Stored entries:
>>>
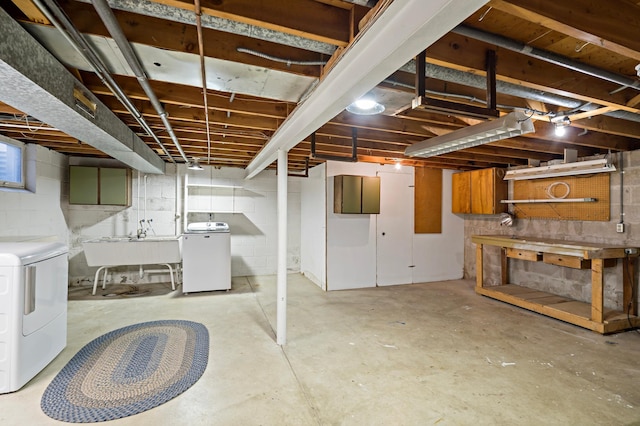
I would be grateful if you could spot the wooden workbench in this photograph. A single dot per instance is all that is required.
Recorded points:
(570, 254)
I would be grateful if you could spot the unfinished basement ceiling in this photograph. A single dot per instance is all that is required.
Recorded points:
(262, 59)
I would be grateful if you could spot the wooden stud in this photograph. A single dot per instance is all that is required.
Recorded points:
(479, 267)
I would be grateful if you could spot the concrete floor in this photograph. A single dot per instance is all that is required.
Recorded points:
(419, 354)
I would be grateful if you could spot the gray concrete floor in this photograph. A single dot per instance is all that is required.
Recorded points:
(419, 354)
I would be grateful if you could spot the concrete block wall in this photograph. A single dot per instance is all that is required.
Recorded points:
(41, 212)
(253, 221)
(566, 281)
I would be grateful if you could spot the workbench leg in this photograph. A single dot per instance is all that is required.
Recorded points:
(597, 291)
(628, 274)
(504, 266)
(479, 266)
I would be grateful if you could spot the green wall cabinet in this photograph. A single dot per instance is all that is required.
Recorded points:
(356, 194)
(99, 186)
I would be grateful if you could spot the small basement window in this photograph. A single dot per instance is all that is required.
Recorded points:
(12, 164)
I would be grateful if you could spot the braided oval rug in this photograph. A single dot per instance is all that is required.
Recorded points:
(128, 371)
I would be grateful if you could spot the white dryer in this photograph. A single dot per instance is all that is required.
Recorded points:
(33, 309)
(206, 257)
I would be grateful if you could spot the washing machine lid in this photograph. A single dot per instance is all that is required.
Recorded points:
(196, 227)
(25, 253)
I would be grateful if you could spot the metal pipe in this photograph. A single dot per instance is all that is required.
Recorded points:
(75, 39)
(544, 55)
(281, 302)
(203, 71)
(479, 82)
(113, 26)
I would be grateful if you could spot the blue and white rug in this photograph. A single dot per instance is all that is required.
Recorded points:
(128, 371)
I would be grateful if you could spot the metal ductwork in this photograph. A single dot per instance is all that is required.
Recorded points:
(80, 44)
(112, 25)
(40, 86)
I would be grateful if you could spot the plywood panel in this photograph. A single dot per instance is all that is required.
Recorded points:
(428, 201)
(461, 192)
(588, 186)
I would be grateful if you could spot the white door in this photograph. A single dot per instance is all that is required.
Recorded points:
(394, 240)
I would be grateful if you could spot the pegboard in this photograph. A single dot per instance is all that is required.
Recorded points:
(588, 186)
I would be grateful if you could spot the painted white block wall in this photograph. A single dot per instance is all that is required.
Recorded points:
(39, 213)
(253, 223)
(250, 209)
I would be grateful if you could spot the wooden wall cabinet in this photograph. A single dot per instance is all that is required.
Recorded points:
(99, 186)
(356, 194)
(479, 192)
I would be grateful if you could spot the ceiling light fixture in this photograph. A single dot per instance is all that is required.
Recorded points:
(366, 105)
(562, 169)
(513, 124)
(194, 164)
(561, 126)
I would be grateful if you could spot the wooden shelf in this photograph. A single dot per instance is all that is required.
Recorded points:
(571, 254)
(559, 307)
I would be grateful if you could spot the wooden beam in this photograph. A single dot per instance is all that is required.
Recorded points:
(329, 24)
(594, 21)
(31, 11)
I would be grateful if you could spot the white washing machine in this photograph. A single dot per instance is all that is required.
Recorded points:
(206, 257)
(33, 309)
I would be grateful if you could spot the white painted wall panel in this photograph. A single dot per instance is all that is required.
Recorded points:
(351, 238)
(313, 239)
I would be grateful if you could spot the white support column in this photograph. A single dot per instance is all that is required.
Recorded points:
(281, 305)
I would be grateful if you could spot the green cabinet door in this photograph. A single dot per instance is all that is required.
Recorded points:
(83, 184)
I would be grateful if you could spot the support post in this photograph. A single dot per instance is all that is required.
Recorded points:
(281, 304)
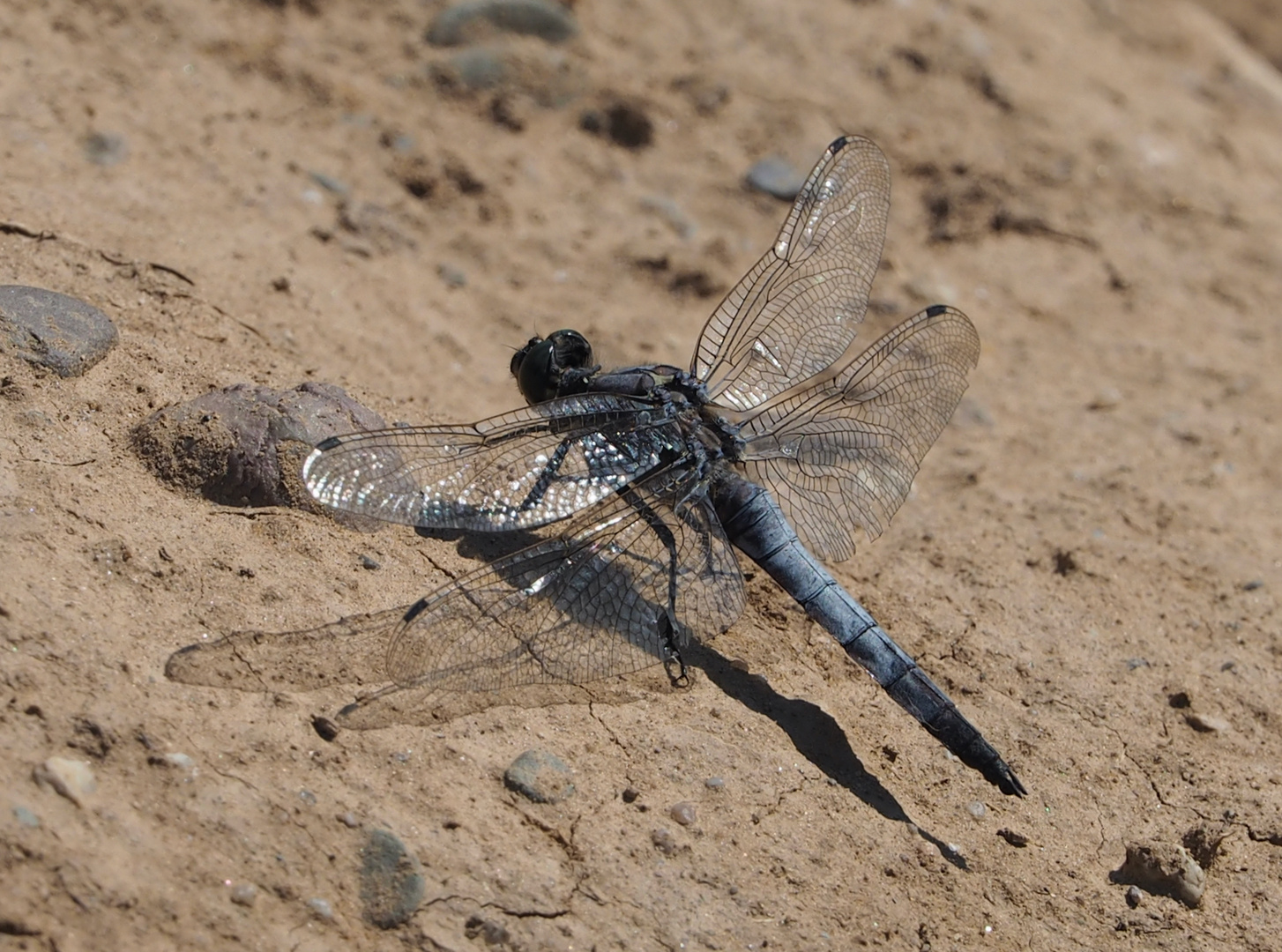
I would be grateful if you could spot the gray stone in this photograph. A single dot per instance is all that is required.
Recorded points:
(540, 777)
(105, 149)
(466, 22)
(391, 881)
(51, 330)
(243, 445)
(776, 175)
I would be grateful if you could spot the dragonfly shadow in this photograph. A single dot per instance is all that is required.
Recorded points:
(816, 737)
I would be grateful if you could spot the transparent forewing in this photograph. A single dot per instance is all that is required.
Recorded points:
(844, 454)
(519, 471)
(799, 308)
(601, 599)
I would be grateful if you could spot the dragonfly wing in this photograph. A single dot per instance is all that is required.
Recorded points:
(607, 596)
(518, 471)
(801, 307)
(844, 452)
<<<
WORK INSTRUCTIONS:
From the material above, reproduce everything verbatim except the pictures.

REPLY:
I would be grateful if you could spot the wooden workbench in this photograph. A single dot per instance is all that is required.
Recorded points:
(570, 254)
I would be grateful if you could spot the unfinished basement ceiling in this photograph. A single dot per instance is all that is required.
Recorded points:
(262, 59)
I would be grateful if you could spot the wooden stud in this photograph. A single dot per instance is all that is required.
Recorded points:
(479, 267)
I would be grateful if you could spot the concrete floor in this photograph. A single dot per instance is all that is required.
Recorded points:
(419, 354)
I would be grateful if you could spot the gray concrete floor in this photograph. A single dot per instance is all that is required.
Recorded points:
(419, 354)
I would be grateful if you could spot the concrete block wall in this photograph. A single dot per instance is all that is required.
Recorded points:
(41, 212)
(253, 221)
(566, 281)
I would be grateful if you could spot the workbench leg in this photograph. A single dot per instance is all that is required.
Recorded points:
(597, 291)
(628, 274)
(504, 266)
(479, 266)
I would be grateful if you could spot the green wall cabinet in this photograph. A single dot per instance is all that is required.
Recorded points:
(356, 194)
(99, 186)
I would be grateful if you could spot the small basement window in this photograph. A single dot per instance is all that is required.
Recorded points:
(12, 164)
I would be grateful if you could spot the braided oval rug in this photograph. A single dot per instance is all that is required.
Recorded points:
(128, 371)
I would be grateful if you could spot the white dryer in this photograph. A single dot per instance is all that is required.
Recorded points:
(33, 309)
(206, 257)
I would be grateful if you could spot the washing machine lid in this photograph. A single dot per instance is all that is required.
Recorded points:
(196, 227)
(25, 253)
I would be grateful if you could spot the metal pipe in this photograph. A single dot per instance is all that is required.
Recorded points:
(75, 39)
(544, 55)
(281, 302)
(203, 71)
(479, 82)
(113, 26)
I would be grateful if you could spot the blue and white rug in this photograph. A single dot per instance is all that is required.
Recorded points:
(128, 371)
I would be grateful if you could spot the metal ductwork in this photograph. A single dot per instance is all that is required.
Recorded points:
(80, 44)
(112, 25)
(40, 86)
I would be grateful if you could spot the plywood panel in this photograph. A single dot per instance is all that is required.
Recorded points:
(428, 201)
(461, 192)
(588, 186)
I would be grateful if you could spot the white door in this photograph. A single dot per instance is all that is required.
Recorded points:
(394, 240)
I would be grateful if you could spot the pegboard in this photograph. A single dot per instance is all that is required.
Recorded points:
(588, 186)
I would be grateful if you could spot the painted white block wall in this photograph. A single dot per instance is all that is required.
Recorded points:
(39, 213)
(253, 223)
(250, 209)
I would be grateful if you could spot the wooden wall cabinet in this photograph. A single dot per instance is all that is required.
Recorded points:
(99, 186)
(356, 194)
(479, 192)
I would be grateful if you could spot the ceiling light fixture in this photograph. A single dot per instance is all that is required.
Recorded points:
(366, 105)
(562, 169)
(513, 124)
(194, 164)
(561, 126)
I would be grateful if you could spot the wooden shelf in this photograph. A single dot per instance is all that is required.
Recorded points:
(571, 254)
(559, 307)
I would be grateful if you could spot the wooden beam in this photograph. A single dot per instance is all that is required.
Recorded points:
(329, 24)
(594, 21)
(31, 11)
I would be grateful if you could spot the white washing machine in this photograph. A single dot per instance is all that is required.
Recorded points:
(206, 257)
(33, 309)
I would be grateful if you could spot the white painted wall panel in this photograph. A single dot per instance is all that is required.
Recorded points:
(351, 238)
(313, 239)
I would be grateful if you could spot the white support column in this photograph. A single dot per instance is all that is required.
Recorded points:
(281, 305)
I would be grateful if you could spot the green cabinet door in this photograph. A single dot per instance is all that is required.
Recorded points:
(83, 184)
I would be grateful if you could spot the support post in this photograph. A single dot per instance is all that is required.
Recorded points:
(281, 304)
I would be grateful if you could spot the gray stone in this photograph. A single dot per instance is all that is required.
Recorded points:
(540, 777)
(105, 149)
(466, 22)
(391, 881)
(51, 330)
(243, 445)
(776, 175)
I would be grateful if you could spot the dragonfly shadow in this photograph. A single dot per instance is all that is required.
Recorded points:
(816, 737)
I would be grateful if you could spot the transparent forewing in this photograph. A single dot per instance is all that is required.
Recorded points:
(844, 454)
(519, 471)
(799, 308)
(601, 599)
I would be grateful if you could spot the dragonfly wing in this photograph. A single dot per instance is all that is required.
Recorded points:
(607, 596)
(518, 471)
(801, 307)
(844, 452)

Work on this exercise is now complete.